◆ Task directions: Convert the data from the line containing "like [[235, 275]]." to the line containing "[[300, 221]]" into a Markdown table with the columns Row and Data line, leaving out any blank lines.

Data on object locations:
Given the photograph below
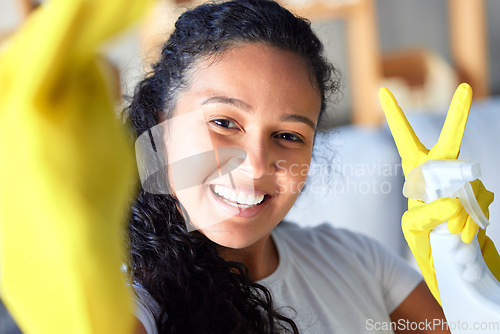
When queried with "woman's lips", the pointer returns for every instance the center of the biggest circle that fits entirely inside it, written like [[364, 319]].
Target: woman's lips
[[239, 203]]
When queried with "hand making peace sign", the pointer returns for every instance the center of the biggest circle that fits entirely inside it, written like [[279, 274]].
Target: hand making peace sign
[[421, 218]]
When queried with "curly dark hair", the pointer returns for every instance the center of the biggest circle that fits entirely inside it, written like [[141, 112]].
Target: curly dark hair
[[198, 291]]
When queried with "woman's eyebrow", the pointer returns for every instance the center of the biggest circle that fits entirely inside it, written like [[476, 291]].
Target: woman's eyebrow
[[299, 118], [228, 100], [243, 105]]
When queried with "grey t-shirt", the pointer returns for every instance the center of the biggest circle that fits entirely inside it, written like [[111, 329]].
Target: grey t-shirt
[[328, 281]]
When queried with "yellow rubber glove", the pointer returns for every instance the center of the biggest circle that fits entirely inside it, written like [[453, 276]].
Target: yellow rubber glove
[[420, 219], [66, 173]]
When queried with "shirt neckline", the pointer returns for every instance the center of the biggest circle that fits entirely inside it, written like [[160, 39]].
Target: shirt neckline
[[283, 260]]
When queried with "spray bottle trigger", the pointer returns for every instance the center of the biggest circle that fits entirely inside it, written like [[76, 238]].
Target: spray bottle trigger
[[468, 199]]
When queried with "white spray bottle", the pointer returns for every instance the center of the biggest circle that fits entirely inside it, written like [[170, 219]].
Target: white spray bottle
[[470, 294]]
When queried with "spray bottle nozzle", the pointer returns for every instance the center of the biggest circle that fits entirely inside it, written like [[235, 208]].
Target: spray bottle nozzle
[[446, 178]]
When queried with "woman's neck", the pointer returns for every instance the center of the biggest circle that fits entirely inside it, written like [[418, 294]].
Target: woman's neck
[[261, 258]]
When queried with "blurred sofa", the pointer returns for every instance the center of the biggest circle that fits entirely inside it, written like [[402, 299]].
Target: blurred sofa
[[356, 178]]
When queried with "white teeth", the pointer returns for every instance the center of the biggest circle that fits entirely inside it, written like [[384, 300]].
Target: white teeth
[[240, 198]]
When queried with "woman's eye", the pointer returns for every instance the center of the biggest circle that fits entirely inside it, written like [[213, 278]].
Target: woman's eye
[[290, 137], [224, 123]]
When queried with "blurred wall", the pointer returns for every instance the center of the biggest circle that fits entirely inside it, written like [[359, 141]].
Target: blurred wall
[[401, 24]]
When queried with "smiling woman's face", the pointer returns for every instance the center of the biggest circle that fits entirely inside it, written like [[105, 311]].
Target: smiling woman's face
[[259, 102]]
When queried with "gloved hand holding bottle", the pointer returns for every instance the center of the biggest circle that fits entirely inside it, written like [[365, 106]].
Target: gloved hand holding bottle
[[421, 218]]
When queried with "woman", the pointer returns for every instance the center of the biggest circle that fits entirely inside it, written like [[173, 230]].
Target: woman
[[209, 256]]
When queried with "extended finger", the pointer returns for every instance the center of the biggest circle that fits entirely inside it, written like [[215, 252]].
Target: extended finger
[[406, 140], [448, 144], [457, 223]]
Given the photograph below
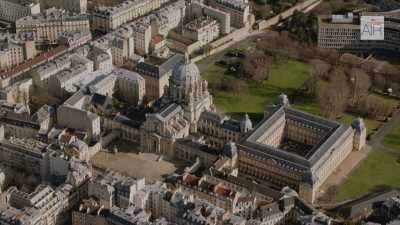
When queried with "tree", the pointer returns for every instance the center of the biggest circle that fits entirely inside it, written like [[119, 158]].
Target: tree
[[360, 85], [332, 97], [254, 66], [237, 86], [375, 108], [319, 68], [379, 82]]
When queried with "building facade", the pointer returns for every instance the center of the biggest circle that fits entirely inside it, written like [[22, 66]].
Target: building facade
[[11, 10], [296, 149], [342, 32], [109, 18], [239, 10], [49, 25]]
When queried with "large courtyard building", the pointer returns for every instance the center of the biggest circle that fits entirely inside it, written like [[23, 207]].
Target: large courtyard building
[[342, 32], [297, 149], [11, 10], [239, 10], [48, 26]]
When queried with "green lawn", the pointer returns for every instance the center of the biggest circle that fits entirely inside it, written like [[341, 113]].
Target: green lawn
[[392, 140], [311, 106], [284, 78], [378, 170]]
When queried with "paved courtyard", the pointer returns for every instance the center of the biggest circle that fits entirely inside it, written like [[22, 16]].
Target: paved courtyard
[[130, 162]]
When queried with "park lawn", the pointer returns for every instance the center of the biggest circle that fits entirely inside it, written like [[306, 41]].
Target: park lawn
[[377, 171], [372, 125], [311, 106], [285, 77], [392, 140]]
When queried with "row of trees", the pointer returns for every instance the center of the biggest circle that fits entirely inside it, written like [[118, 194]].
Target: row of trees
[[339, 89]]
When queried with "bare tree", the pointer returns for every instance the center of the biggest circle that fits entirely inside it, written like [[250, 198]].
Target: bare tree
[[379, 82], [360, 85], [237, 86], [319, 68], [333, 96], [375, 108]]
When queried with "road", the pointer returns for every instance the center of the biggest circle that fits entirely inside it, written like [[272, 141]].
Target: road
[[250, 36]]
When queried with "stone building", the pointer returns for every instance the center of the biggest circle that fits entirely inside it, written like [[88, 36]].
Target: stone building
[[198, 9], [130, 86], [115, 190], [296, 149], [160, 130], [76, 6], [189, 90], [202, 29], [11, 10], [109, 18], [219, 130], [49, 25], [156, 72], [342, 32], [15, 49], [239, 10]]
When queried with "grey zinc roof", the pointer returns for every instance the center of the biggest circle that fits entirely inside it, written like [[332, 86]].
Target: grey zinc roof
[[335, 131]]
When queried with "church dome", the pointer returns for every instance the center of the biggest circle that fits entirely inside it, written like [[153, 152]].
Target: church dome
[[186, 71], [358, 124], [282, 100], [246, 124], [230, 149]]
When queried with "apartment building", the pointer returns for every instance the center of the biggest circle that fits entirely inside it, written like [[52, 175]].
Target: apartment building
[[48, 26]]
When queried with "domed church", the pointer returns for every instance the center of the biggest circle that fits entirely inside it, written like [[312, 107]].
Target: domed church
[[190, 91]]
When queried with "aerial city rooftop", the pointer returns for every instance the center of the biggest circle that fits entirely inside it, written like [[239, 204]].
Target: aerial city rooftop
[[109, 114]]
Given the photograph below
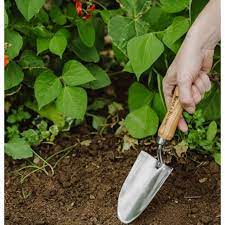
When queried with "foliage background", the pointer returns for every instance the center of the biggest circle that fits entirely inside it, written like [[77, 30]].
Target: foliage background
[[56, 57]]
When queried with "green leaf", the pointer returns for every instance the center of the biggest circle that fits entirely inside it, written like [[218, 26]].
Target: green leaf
[[101, 78], [128, 67], [138, 96], [29, 8], [17, 148], [86, 32], [15, 42], [42, 44], [47, 87], [134, 7], [108, 14], [210, 105], [174, 6], [13, 75], [58, 44], [57, 16], [83, 52], [6, 19], [196, 8], [143, 51], [98, 122], [217, 157], [157, 18], [49, 112], [72, 102], [160, 88], [175, 31], [142, 122], [74, 73], [158, 106], [41, 31], [42, 17], [211, 131], [29, 60], [122, 29]]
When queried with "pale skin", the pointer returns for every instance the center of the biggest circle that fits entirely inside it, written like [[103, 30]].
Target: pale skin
[[190, 68]]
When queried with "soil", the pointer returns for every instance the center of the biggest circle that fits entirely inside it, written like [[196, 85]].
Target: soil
[[88, 178], [86, 183]]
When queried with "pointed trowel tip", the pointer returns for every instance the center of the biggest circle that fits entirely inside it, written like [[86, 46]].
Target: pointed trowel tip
[[122, 217]]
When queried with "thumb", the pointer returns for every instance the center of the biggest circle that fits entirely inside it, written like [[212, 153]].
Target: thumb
[[185, 94]]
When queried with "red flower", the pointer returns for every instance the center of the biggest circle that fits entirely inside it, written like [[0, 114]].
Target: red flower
[[78, 7], [91, 8], [87, 16], [6, 60]]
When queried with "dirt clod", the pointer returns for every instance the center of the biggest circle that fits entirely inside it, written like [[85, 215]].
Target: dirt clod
[[86, 184]]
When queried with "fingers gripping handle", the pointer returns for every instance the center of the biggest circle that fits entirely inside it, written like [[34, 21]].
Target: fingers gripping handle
[[169, 125]]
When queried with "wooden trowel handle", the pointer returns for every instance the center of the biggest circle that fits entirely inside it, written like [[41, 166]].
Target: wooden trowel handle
[[170, 121]]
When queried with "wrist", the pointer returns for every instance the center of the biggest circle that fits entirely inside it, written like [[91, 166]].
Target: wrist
[[205, 31]]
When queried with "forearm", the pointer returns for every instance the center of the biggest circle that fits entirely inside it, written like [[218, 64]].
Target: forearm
[[205, 31]]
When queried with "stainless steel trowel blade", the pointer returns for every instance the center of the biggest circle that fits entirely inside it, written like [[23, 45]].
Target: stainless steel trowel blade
[[140, 187]]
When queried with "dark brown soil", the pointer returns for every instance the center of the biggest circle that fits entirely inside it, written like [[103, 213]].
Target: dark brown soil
[[86, 184]]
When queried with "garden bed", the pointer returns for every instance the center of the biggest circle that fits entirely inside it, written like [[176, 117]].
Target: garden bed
[[86, 184]]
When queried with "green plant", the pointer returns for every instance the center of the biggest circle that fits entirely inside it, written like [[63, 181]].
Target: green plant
[[54, 58], [202, 135], [147, 37]]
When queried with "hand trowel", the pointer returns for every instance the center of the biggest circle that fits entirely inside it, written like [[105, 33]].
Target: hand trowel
[[148, 173]]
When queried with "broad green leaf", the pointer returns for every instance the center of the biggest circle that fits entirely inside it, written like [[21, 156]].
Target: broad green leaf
[[143, 51], [86, 32], [142, 122], [57, 44], [42, 44], [196, 8], [158, 106], [101, 77], [120, 57], [42, 17], [13, 75], [74, 73], [64, 32], [47, 88], [122, 29], [6, 19], [160, 88], [98, 104], [108, 14], [29, 60], [83, 52], [134, 7], [15, 42], [29, 8], [176, 30], [217, 157], [72, 102], [174, 6], [98, 122], [210, 105], [157, 18], [128, 67], [49, 112], [57, 16], [211, 131], [17, 148], [41, 31], [138, 96]]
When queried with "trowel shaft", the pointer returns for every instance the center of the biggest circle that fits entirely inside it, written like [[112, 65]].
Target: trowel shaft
[[169, 125]]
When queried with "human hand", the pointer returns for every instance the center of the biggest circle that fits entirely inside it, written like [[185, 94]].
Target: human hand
[[194, 60], [188, 71]]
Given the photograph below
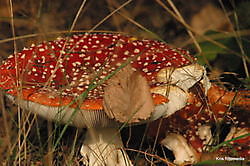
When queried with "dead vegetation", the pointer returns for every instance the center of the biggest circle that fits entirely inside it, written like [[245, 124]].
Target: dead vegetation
[[28, 140]]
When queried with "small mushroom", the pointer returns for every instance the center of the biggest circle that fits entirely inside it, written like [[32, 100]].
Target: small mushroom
[[69, 80], [195, 120]]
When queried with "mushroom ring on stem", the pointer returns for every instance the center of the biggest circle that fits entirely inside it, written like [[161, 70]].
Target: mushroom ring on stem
[[101, 81]]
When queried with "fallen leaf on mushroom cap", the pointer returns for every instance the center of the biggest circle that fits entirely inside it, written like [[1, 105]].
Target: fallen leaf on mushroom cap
[[127, 97]]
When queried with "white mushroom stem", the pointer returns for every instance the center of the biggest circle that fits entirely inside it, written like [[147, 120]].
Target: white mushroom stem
[[183, 152], [103, 146]]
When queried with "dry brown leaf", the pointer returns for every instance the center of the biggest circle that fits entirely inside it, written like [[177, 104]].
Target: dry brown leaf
[[127, 97]]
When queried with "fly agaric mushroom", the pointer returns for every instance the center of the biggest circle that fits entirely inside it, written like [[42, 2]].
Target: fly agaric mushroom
[[67, 80], [190, 127]]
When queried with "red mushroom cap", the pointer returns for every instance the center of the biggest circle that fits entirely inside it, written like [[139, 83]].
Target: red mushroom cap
[[54, 73]]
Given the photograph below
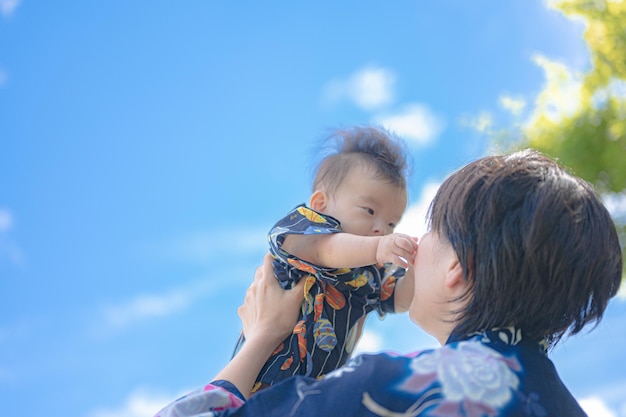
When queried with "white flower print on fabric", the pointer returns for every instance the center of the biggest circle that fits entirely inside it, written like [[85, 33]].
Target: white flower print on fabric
[[471, 376], [194, 403]]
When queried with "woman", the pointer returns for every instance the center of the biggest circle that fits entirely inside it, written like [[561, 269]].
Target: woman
[[519, 254]]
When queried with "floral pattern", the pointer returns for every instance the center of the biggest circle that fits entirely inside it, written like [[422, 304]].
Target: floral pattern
[[491, 374]]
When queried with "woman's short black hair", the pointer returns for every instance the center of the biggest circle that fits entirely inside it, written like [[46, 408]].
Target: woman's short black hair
[[538, 248]]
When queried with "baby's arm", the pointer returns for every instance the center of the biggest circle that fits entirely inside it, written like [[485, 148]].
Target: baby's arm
[[403, 293], [345, 250]]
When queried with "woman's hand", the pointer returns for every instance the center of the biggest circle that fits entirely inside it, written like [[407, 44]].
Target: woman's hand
[[269, 313]]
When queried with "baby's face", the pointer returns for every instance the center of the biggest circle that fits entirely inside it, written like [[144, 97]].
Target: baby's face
[[365, 205]]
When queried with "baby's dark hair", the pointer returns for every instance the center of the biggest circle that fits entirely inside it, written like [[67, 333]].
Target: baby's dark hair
[[538, 248], [372, 145]]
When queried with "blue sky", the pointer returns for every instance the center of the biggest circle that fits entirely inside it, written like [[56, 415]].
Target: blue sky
[[147, 147]]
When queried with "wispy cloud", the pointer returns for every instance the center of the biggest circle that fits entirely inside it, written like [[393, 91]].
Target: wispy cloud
[[482, 122], [8, 249], [204, 247], [415, 122], [512, 104], [140, 403], [413, 222], [7, 7], [148, 306], [369, 88], [6, 220]]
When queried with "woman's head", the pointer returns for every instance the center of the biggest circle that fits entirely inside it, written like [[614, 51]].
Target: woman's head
[[537, 247]]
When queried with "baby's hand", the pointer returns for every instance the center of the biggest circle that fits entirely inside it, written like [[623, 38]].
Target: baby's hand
[[397, 248]]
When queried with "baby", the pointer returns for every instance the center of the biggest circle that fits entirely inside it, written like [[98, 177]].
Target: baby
[[342, 244]]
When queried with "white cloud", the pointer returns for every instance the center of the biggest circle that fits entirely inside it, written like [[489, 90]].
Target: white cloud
[[414, 122], [514, 105], [8, 249], [562, 95], [413, 222], [204, 248], [481, 123], [369, 88], [595, 407], [147, 306], [7, 7], [138, 404], [6, 220]]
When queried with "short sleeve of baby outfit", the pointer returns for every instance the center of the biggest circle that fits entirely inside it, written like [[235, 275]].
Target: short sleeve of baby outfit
[[300, 221]]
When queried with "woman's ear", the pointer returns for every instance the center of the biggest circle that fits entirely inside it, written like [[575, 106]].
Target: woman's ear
[[318, 200]]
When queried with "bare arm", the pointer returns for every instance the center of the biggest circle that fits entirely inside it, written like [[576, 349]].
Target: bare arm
[[345, 250], [269, 315]]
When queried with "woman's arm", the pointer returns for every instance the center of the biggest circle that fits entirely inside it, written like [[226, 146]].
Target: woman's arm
[[269, 315]]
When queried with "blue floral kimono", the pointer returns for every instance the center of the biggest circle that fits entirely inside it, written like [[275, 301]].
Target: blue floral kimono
[[336, 302], [497, 373]]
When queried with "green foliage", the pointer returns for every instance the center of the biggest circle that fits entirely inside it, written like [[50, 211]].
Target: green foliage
[[591, 139]]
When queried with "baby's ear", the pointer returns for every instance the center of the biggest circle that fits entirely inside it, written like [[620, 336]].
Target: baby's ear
[[318, 200]]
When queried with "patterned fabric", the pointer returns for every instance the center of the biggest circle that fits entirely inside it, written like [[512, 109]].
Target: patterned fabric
[[336, 302], [492, 374]]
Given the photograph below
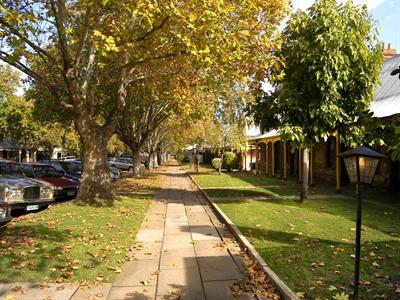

◆ Written reply:
| Row | Data line |
|---|---|
| 1 | When queried with "short sleeve of baby outfit", the pointer returns for every instance the center of the biggest circle that fits entirely inside it, written like [[235, 275]]. |
| 2 | Target: short sleeve of baby outfit |
| 3 | [[300, 221]] |